Task directions ▸
Please list every line in the rows below that contains the word "each". Case counts.

The records ▸
____

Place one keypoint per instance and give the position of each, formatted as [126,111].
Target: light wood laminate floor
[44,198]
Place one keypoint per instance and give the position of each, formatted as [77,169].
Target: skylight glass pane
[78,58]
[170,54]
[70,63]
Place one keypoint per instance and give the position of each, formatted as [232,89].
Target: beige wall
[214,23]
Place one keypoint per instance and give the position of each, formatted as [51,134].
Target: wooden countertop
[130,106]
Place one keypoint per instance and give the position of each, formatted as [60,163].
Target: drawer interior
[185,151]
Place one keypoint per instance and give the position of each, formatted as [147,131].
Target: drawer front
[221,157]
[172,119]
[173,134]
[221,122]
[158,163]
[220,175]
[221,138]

____

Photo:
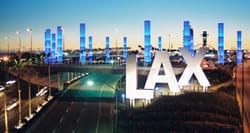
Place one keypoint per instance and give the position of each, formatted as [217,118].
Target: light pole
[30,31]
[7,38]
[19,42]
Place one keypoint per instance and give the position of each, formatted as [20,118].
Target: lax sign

____

Solution for this problem ▸
Place one keypoint per instance and give the position of each, formatted as [126,111].
Place one keypoint per instance and give the position of each, formatted as [77,169].
Place one keypoint per instance and give the position of each, formatted as [232,89].
Place one keypoint per instance and give the position of each, formatted as [51,134].
Place one keypoint per instance and give the position of each, formatted as [60,163].
Place one keypoint per instance and give the position of each, formatted as [147,131].
Place one keypoint per instance and give the position of each, formatted as [217,118].
Place one keypoint per instance and give the position of each, formatted as [20,118].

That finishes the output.